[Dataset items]

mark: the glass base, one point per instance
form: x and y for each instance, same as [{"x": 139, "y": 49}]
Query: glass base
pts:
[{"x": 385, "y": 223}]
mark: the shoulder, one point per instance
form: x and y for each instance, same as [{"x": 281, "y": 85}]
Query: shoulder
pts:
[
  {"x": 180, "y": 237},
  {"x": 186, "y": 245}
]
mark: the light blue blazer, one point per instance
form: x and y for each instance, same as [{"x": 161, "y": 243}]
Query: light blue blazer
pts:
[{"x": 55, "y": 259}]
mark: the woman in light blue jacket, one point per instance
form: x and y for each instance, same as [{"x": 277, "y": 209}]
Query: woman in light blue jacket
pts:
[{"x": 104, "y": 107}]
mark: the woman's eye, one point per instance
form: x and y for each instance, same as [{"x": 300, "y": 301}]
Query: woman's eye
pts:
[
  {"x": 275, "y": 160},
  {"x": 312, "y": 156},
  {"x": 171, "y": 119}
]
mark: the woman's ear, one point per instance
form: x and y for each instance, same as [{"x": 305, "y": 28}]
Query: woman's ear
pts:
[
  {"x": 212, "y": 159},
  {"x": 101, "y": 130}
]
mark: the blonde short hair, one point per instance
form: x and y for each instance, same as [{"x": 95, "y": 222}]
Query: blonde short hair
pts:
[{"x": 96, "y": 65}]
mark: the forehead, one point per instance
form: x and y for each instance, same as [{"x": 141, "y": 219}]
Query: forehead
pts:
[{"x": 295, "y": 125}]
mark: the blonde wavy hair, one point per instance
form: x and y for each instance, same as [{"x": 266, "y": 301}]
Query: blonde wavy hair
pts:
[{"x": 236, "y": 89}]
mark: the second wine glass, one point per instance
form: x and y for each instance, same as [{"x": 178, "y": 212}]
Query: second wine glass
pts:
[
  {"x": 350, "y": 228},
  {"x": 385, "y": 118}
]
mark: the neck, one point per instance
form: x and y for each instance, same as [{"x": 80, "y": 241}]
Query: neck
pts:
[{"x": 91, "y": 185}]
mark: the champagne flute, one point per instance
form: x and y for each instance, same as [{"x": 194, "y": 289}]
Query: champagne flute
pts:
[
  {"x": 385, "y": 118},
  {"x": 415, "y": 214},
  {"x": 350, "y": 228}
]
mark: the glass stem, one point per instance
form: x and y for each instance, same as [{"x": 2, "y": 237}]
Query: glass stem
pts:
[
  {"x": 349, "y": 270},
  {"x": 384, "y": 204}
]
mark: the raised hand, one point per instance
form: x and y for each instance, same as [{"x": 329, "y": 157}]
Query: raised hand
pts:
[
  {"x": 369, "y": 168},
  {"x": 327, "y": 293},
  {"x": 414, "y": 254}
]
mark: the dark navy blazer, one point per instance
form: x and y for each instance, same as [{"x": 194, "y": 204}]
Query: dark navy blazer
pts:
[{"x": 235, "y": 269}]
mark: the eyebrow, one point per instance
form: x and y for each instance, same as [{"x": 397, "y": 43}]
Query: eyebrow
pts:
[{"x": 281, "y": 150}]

▸ **TASK TO COMPLETE**: Copy word for word the stretch of entries above from the line that has "Query: woman's eye" through the line that has "mark: the blonde short", both ends included, and nothing outside it.

▸ **SOLUTION**:
Query: woman's eye
pts:
[
  {"x": 275, "y": 160},
  {"x": 312, "y": 156},
  {"x": 171, "y": 119}
]
mark: the woman's ear, one point per instance
form: x and y for each instance, same as [{"x": 305, "y": 28}]
Query: woman's ear
pts:
[
  {"x": 212, "y": 159},
  {"x": 101, "y": 130}
]
mark: the blonde short hair, one point per instance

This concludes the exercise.